## What is asked
1. In the passage about tackling problems one by one, what did the writer's melted-together problems finally become?
2. Pick up the passage about tackling problems one by one after its final line and keep writing.

One by one?  Wait.  What?

My brain spluttered at the thought: one by one?  Nonononono, I shouted loudly into my silent internal landscape. It is a lonely and wind-torn place, a black hole of forever where I go and set up camp, hunkering down for the long dark nights of my soul.  It's a bad neighborhood and I wander its tumbledown streets alone with some regularity, mugging myself and my psyche every so often.  My car is a giant ball of tangled messy string, a mobius strip of problems, an eternal quagmire of broken, with no beginning and no end.

And not just my car (though how simple if that were the case).  I ran my life like this: collected stray bits of problems and hurts and slights and sadnesses and fears and doubts and rolled them all into a ball and hid them all away, ashamed and overwhelmed and convinced that if I ignored them all long enough, they would just all melt away, leaving me whole and pure and happy once again.  There was so much, and they all just festered and rotted and melted together until they became one, a leviathan of Bad, immense and hungry and devouring.

And here, unasked for, was grace: get it all down and act, one by one.

## Available data
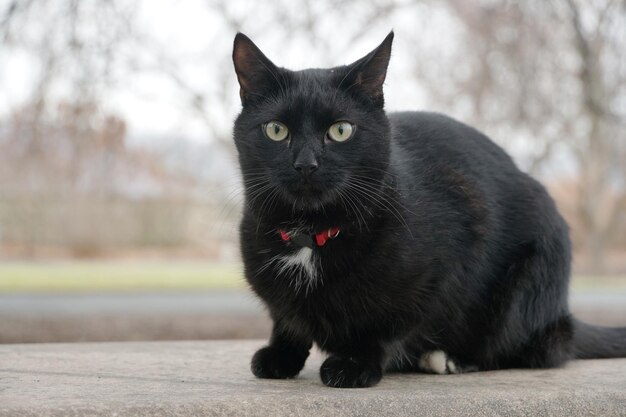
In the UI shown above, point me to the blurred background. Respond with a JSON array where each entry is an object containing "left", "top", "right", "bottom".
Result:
[{"left": 0, "top": 0, "right": 626, "bottom": 343}]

## Answers to the tasks
1. A leviathan of Bad, immense and hungry and devouring.

2.
I cannot do forever, no matter how hard I try.

I can do one.

And then another. And another.  And again.  However many ones it takes, I can do that.

I take my miracles where I find them.  As much as I would appreciate those miracles to be accompanied with flashes of lightening and blaring thunder, choirs of angels singing and doing the tango on the head of a pin, my life-altering truths tend to be much quieter.  They certainly help to get me right-sized and breathing. They slow the patter of my heart, quiet the chittering of old voices that whisper lies in sibilant hisses somewhere in my head.

So.  I can do one.  Then another.  I can give thanks for the small miracles and an avatar of God.  I can breathe. I can sing with angels, and then I can do one.